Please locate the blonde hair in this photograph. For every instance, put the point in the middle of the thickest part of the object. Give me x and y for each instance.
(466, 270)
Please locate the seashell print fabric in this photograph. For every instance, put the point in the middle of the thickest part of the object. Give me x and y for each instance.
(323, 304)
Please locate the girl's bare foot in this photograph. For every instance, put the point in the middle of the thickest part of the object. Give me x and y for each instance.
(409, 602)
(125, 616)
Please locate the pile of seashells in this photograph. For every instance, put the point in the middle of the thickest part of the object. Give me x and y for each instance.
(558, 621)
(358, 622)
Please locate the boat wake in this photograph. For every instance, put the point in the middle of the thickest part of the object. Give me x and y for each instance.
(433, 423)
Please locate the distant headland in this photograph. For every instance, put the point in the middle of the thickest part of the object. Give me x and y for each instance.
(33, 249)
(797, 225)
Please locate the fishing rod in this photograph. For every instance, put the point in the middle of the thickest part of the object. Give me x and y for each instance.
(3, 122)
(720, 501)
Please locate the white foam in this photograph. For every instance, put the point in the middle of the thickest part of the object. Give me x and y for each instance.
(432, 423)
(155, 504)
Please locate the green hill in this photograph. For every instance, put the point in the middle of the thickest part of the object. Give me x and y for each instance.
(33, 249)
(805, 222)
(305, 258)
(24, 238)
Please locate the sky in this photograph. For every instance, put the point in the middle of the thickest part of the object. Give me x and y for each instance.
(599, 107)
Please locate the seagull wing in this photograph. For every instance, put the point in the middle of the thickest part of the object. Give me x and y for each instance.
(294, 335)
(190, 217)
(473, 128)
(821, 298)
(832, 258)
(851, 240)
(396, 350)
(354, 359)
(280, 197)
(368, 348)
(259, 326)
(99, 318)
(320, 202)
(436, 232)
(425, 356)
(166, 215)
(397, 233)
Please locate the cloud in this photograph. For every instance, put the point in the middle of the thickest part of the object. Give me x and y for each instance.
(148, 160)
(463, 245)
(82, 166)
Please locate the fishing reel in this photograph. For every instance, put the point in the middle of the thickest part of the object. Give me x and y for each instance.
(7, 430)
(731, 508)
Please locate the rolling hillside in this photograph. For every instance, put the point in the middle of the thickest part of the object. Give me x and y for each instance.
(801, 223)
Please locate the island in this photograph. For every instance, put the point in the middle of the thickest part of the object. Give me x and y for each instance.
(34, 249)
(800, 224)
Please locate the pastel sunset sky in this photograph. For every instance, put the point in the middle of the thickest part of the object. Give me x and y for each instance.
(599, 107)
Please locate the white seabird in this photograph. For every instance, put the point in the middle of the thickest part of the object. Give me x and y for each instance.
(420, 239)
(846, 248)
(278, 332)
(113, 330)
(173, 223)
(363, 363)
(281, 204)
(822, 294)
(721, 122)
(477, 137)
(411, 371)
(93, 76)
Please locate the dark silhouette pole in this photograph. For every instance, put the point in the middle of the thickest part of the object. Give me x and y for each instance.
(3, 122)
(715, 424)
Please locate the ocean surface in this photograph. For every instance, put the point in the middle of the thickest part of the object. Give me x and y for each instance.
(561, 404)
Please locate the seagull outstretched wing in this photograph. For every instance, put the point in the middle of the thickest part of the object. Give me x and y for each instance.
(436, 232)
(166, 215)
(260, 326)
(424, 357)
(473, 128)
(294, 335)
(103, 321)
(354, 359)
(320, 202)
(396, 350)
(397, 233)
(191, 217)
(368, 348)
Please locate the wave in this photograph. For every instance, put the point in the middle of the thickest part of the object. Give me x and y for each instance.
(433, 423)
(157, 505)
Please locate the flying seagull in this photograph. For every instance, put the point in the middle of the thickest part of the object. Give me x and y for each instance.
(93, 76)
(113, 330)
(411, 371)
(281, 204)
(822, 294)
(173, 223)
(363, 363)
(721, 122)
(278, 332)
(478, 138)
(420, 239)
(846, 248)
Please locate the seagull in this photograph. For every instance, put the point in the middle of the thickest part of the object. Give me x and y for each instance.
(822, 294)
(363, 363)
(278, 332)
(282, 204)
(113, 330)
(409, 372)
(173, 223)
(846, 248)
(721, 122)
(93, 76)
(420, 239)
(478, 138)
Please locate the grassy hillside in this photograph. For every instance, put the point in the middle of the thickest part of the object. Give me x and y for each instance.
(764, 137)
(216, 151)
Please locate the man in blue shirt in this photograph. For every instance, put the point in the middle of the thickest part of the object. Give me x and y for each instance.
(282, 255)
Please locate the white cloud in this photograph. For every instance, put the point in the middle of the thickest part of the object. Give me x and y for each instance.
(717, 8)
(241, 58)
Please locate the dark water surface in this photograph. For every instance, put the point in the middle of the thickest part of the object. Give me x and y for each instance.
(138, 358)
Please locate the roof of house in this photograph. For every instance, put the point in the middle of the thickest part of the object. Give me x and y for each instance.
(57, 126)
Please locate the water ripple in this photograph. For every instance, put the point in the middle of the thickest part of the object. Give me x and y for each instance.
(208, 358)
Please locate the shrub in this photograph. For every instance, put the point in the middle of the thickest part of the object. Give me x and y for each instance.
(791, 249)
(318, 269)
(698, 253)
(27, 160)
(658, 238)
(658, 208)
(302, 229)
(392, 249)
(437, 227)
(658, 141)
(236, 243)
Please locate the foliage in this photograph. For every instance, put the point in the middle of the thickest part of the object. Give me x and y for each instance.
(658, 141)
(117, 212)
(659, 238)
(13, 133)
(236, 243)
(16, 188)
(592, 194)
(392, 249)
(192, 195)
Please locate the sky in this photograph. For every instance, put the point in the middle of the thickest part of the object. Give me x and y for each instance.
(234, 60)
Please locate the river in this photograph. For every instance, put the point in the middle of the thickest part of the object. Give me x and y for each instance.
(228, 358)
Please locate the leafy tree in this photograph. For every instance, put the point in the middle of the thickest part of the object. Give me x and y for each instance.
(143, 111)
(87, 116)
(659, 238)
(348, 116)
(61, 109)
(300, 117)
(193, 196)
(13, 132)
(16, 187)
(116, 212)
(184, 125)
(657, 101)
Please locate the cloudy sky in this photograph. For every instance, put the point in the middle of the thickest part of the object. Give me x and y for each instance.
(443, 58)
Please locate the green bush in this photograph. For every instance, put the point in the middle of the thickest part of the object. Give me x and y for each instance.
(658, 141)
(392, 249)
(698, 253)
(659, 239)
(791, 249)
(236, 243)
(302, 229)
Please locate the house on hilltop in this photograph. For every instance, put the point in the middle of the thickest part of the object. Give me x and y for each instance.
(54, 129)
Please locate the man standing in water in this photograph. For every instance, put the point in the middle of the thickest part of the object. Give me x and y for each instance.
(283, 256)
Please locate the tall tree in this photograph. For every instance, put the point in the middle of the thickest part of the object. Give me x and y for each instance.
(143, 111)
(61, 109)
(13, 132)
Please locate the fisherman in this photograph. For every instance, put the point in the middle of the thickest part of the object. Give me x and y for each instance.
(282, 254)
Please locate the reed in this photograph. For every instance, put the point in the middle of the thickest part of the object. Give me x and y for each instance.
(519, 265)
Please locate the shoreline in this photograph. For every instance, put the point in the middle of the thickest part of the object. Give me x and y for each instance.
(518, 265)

-*-

Write out every entry exactly as given.

» WRITTEN SOLUTION
Please locate the blonde hair in this photograph. For every instance, put the point in the middle of the thickest part of the object. Give me x and y for each instance.
(466, 270)
Please locate the seashell print fabric in this photograph. For every instance, put the point in the middle of the thickest part of the object. Give me x and y for each instance.
(323, 304)
Please locate the girl's bare foot in this photograph. For every instance, put the point in the middle of the thickest part of the object. Give me x and y for each instance.
(409, 602)
(125, 616)
Please locate the pile of seashells in this photograph. For every instance, put the point in the middle of the thickest part of the object. Give me x and y for each instance.
(558, 621)
(358, 622)
Please locate the boat wake in this photograph. For every instance, put the point in the middle of the thickest part of the object. Give me x and y for each instance.
(433, 423)
Please locate the distant headland in this photograph. For every instance, put the point in the middle of the thickest part of the object. Give me x and y for each instance.
(33, 249)
(797, 225)
Please locate the fishing rod in this photograph. For every instance, put the point in the middle of the thickest part of the object. Give me x and y for each instance.
(3, 122)
(720, 501)
Please locate the white foam in this photograph. For every instance, put the point in the middle of the thickest part of the object. Give me x and y for each instance.
(432, 423)
(155, 504)
Please locate the green hill in this photograph. For every instance, put the point in the middle of the thickest part of the object. Give me x and y for each instance.
(33, 249)
(805, 222)
(305, 258)
(24, 238)
Please locate the sky in this photograph. For every instance, put the point in the middle of the thickest part of the object. Give me x and y for each instance.
(599, 107)
Please locate the seagull wing in this photograph. For every instance, put the point in the middle of the thickest part of the object. Give me x and y for each instance.
(294, 335)
(190, 217)
(473, 128)
(821, 298)
(832, 258)
(851, 240)
(396, 350)
(354, 359)
(280, 197)
(368, 348)
(259, 326)
(99, 318)
(320, 202)
(436, 232)
(425, 356)
(166, 215)
(397, 233)
Please locate the cloud in this photograph. For every instance, put the point in the middle of the thickest part of the object. Give me x and y for each instance.
(148, 160)
(463, 245)
(82, 166)
Please locate the fishing reel in this photograph. For every instance, put the point in the middle of the thickest part of the object. Give me x and y for each instance.
(7, 430)
(731, 508)
Please locate the rolling hillside in this photograph. For every instance, put the point in the middle of the thickest part of the object. Give me x and y for each instance.
(801, 223)
Please locate the island in this photograph. For every instance, put the point in the middle of the thickest part of the object. Give me x and y for each instance.
(34, 249)
(800, 224)
Please locate the pastel sunset sky in this photograph. For every instance, put the point in the middle of the thickest part of the object. Give me x and y for each instance.
(599, 107)
Please locate the white seabird in this photograph. For every instance, put the point in the middle of the thickest part of the object. Give me x and y for each instance.
(420, 239)
(846, 248)
(278, 332)
(113, 330)
(173, 223)
(363, 363)
(281, 204)
(822, 294)
(721, 122)
(477, 137)
(411, 371)
(93, 76)
Please locate the dark silhouette pole in this photograph. For every instance, put the point in the middle of the thickest part of the object. Give me x and y for each instance.
(3, 122)
(715, 424)
Please locate the ocean surface in this photograph. For every instance, put the point in the middle of the thickest part of the object. Give me x and y for each instance.
(561, 404)
Please locate the seagull outstretched wing in this photograph. For every instance, put the point in the middle of the thickest part of the object. Give me x and y for each instance.
(436, 232)
(166, 215)
(260, 326)
(424, 357)
(473, 128)
(294, 335)
(103, 321)
(354, 359)
(320, 202)
(396, 350)
(397, 233)
(191, 217)
(368, 348)
Please locate the wave in this photograph. For every instance, put the point in the middle of the thickest part of the object. Give me x and y for each instance.
(433, 423)
(157, 505)
Please locate the flying seagull in this photograph. For every instance, put the point in the middle of the thickest part of the object. Give me x and y for each instance.
(93, 76)
(113, 330)
(411, 371)
(281, 204)
(822, 294)
(173, 223)
(363, 363)
(721, 122)
(278, 332)
(478, 138)
(420, 239)
(846, 248)
Please locate the seagull in this photograph. For every instance, put the point in the middle of the thickest part of the object. Give me x and y for each instance.
(822, 294)
(363, 363)
(278, 332)
(282, 204)
(113, 330)
(409, 372)
(173, 223)
(846, 248)
(721, 122)
(93, 76)
(420, 239)
(478, 138)
Please locate the grassy hillside in this photograph. For every instance, put the point in the middle of the thickest part of the object. Give me x and y for each instance.
(764, 137)
(216, 151)
Please locate the man in blue shirt in this photograph. For every instance, put the point in the middle of the thickest part of the object. Give me x and y for each instance.
(282, 255)
Please locate the white cloud in this photograph. For every instance, put the point in the middle of the thickest part of the object. Give me x and y for each instance.
(717, 8)
(241, 58)
Please locate the dark water surface in this photograph. For every instance, put the point in the middle of the thickest part of the object. Give me x and y for each instance.
(138, 358)
Please locate the roof of house in this photograph. For every instance, put the point in the middle of the thickest part of the object. Give me x and y for each instance.
(57, 126)
Please locate the water ripple in this photograph. For every instance, put the point in the middle of the thickest part of the object. Give me x and y for each instance.
(208, 358)
Please locate the shrub in this photograph. For every instance, put the point in the middle of the thickest part of the object. Give me x and y for each instance.
(791, 249)
(318, 269)
(698, 253)
(27, 160)
(658, 238)
(658, 208)
(302, 229)
(392, 249)
(437, 227)
(658, 141)
(236, 243)
Please locate the foliage in this photograph. For every instance, put the point in the middle of the thickest part of the object. Give me x and y for each instance.
(658, 141)
(117, 212)
(659, 238)
(13, 133)
(236, 243)
(16, 188)
(592, 194)
(392, 249)
(192, 195)
Please locate the sky in this photograph. For every instance, put the point in the middle of the thickest part of the object. Give me x and y for each instance.
(234, 60)
Please locate the river in this photograph. For every instance, put the point in the middle of the thickest part of the object. Give me x and y for each instance.
(228, 358)
Please locate the leafy tree in this photograph. For every instance, put the point in the middle of the thickest part of the object. Give me x and y for each instance.
(143, 111)
(87, 116)
(659, 238)
(348, 116)
(61, 109)
(300, 117)
(193, 196)
(13, 132)
(16, 187)
(116, 212)
(184, 125)
(657, 101)
Please locate the cloudy sky in this photograph. For every instance, put the point in the middle of the thickest part of the object. Give me x and y for each instance.
(443, 58)
Please locate the green bush in this photograph. For every instance, put the point in the middle of the thickest part of the object. Give me x and y for each instance.
(658, 141)
(392, 249)
(698, 253)
(659, 239)
(791, 249)
(236, 243)
(302, 229)
Please locate the house on hilltop in this photograph. For every instance, put the point in the middle of the thickest part of the object. Give me x and y for each instance.
(54, 129)
Please locate the man standing in water in this photograph. For every instance, put the point in the middle of the thickest part of the object. Give me x and y for each instance.
(283, 256)
Please locate the tall tree in this photograph. For every instance, put the point in the middle of the thickest part of the object. Give me x and y for each instance.
(143, 111)
(61, 109)
(13, 132)
Please locate the fisherman in this photograph. For every instance, put the point in the middle of the thickest part of the object. Give me x and y for each instance.
(282, 254)
Please locate the reed in this photograph. For every instance, put the point in the middle of the thickest part of the object. Give me x and y for each instance.
(519, 265)
Please locate the shoreline in this photograph. For every instance, put the point in the middle of the thickest part of the object. Give me x and y for each instance.
(518, 265)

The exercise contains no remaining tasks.